> [Text shown]:
══════════
American politician and attorney (born 1950)

Steven Effman (born October 13, 1950) is an American politician and attorney who served as a member of the Florida House of Representatives from 1996 to 2000. He is a Democrat.

==Early life and career==
Effman was born in New York City. He attended the University of Massachusetts Amherst, receiving his bachelor's degree in political science in 1972, and Hofstra University, where he received a master's degree in secondary education in 1973. Effman then attended the John Marshall Law School, receiving his juris doctor in 1976. He moved to Florida in 1977.

==Sunrise city government==
Effman ran for a seat on the Sunrise City Commission in 1981, defeating incumbent Commissioner C. Murray Gold.

In 1982, following the retirement of Democratic State Representative Terry O'Malley, Effman ran to succeed him in the 90th District, and resigned from his seat on the City Commission. However, he was defeated in the Democratic primary by attorney Peter Deutsch, who won the general election.

After Sunrise City Commissioner John Montgomery was convicted of extortion and tax evasion and removed from office by Governor Bob Graham in 1985, Effman won the 1986 special election to succeed him, and returned to the City Commission. He was re-elected in 1987 and 1991.

Effman ran for Mayor of Sunrise in 1993, and faced former Mayor John Lomelo, who was previously convicted of conspiracy to commit extortion. Effman defeated Lomelo in a landslide.

==Florida House of Representatives==
In 1996, incumbent Democratic State Representative Steven Feren opted to run for the State Senate rather than seek re-election, and Effman ran to succeed him in the 98th District; he was elected unopposed. Effman was re-elected in 1998 without opposition.

Effman declined to seek re-election to a third term in 2000. Earlier in the year, news broke that Effman had engaged in a sexual relationship with a woman he represented in a divorce case and entered into a confidential settlement to pay her $150,000. Following Effman's announcement that he would not seek re-election, two other former clients alleged that Effman had entered into sexual relationships with them.

After finding that Effman had engaged in three sexual relationships with former clients, the Florida Supreme Court suspended Effman from the practice of law for 91 days, effective April 21, 2003.
══════════
> [Data for analysis]:

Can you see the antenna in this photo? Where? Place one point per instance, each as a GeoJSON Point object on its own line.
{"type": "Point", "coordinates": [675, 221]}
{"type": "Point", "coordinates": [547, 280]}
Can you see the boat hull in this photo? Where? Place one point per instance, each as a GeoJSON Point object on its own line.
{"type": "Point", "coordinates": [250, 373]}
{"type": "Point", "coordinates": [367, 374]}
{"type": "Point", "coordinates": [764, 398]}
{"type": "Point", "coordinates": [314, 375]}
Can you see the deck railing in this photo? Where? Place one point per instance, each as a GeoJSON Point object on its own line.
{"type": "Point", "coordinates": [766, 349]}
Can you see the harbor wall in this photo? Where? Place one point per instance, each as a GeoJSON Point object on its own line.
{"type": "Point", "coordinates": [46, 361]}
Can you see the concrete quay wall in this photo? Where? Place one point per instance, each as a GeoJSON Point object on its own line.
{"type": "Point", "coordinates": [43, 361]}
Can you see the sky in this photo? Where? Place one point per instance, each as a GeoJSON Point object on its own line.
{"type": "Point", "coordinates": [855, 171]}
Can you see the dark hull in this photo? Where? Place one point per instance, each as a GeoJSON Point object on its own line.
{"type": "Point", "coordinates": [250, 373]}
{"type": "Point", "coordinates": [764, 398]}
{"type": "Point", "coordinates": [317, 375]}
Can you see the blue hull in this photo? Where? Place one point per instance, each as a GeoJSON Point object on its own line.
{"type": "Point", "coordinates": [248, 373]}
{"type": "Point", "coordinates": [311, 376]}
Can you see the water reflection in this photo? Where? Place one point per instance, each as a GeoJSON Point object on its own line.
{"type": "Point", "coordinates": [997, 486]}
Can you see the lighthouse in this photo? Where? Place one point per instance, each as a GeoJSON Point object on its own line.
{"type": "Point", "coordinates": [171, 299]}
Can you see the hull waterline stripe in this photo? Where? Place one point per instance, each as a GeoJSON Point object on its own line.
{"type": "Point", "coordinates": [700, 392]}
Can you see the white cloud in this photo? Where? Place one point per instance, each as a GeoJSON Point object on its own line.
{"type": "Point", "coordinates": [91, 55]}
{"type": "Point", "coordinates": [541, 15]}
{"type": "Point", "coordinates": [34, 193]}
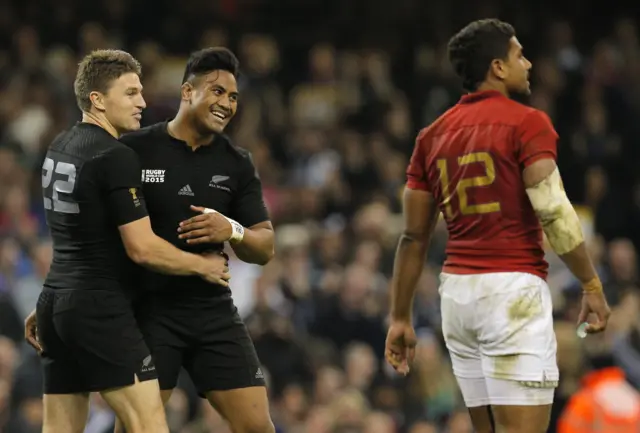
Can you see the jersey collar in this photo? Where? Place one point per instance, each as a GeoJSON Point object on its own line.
══════════
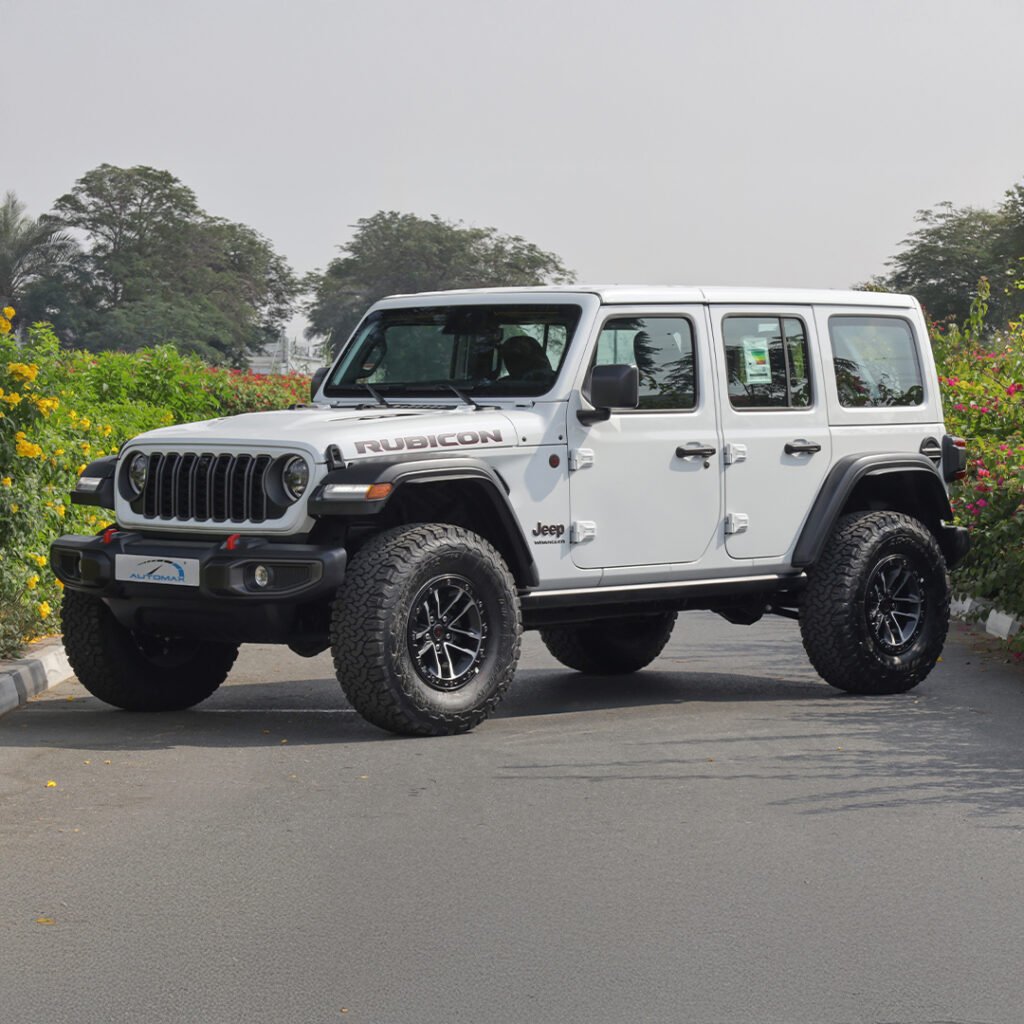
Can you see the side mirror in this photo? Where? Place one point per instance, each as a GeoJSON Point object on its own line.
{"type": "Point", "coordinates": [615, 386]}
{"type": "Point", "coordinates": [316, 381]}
══════════
> [Requirement]: Name every school that the text about Steven Effman says he attended.

> [Solution to the exercise]: University of Massachusetts Amherst, Hofstra University, John Marshall Law School